Pull every line from the records that has the word "clicks" in it.
....
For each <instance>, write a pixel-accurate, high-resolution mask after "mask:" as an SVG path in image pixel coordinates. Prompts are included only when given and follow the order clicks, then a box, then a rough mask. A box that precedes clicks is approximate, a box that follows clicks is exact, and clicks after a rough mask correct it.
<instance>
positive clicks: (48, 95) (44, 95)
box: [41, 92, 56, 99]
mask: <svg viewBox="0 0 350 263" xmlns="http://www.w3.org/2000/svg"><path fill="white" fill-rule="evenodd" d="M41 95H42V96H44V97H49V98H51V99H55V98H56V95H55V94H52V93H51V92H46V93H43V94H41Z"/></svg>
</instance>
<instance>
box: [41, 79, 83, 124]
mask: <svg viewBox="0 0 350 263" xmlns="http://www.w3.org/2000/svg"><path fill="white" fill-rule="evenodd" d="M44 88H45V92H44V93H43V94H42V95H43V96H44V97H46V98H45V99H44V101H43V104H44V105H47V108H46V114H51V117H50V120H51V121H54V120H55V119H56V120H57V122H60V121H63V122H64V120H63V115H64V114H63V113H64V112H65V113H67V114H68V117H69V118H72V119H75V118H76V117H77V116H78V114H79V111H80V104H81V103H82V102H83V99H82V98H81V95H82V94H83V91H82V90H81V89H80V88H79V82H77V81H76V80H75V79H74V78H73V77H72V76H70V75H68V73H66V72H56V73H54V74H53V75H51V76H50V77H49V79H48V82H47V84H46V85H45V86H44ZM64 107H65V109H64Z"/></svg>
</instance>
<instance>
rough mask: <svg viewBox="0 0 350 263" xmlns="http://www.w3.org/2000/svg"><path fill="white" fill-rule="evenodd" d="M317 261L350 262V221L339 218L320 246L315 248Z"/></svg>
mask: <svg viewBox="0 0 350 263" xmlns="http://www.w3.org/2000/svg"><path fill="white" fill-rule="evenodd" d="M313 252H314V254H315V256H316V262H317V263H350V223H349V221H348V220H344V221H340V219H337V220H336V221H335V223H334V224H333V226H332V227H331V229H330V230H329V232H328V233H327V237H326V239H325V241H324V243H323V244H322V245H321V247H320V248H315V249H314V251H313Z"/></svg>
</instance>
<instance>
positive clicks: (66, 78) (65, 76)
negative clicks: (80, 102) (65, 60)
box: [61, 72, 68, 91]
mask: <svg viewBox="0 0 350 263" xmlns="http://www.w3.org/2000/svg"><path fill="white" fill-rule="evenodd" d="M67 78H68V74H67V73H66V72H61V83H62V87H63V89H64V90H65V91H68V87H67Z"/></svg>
....
**Solution**
For each <instance>, write a pixel-accurate, high-resolution mask after "mask:" as an SVG path in image pixel coordinates. Prompts are included only when given and follow the order clicks, then a box, then a rough mask. A box that precedes clicks is approximate, a box that follows clicks is exact, and clicks after a rough mask correct it.
positive clicks: (48, 95) (44, 95)
positive clicks: (66, 78) (65, 76)
negative clicks: (80, 102) (65, 60)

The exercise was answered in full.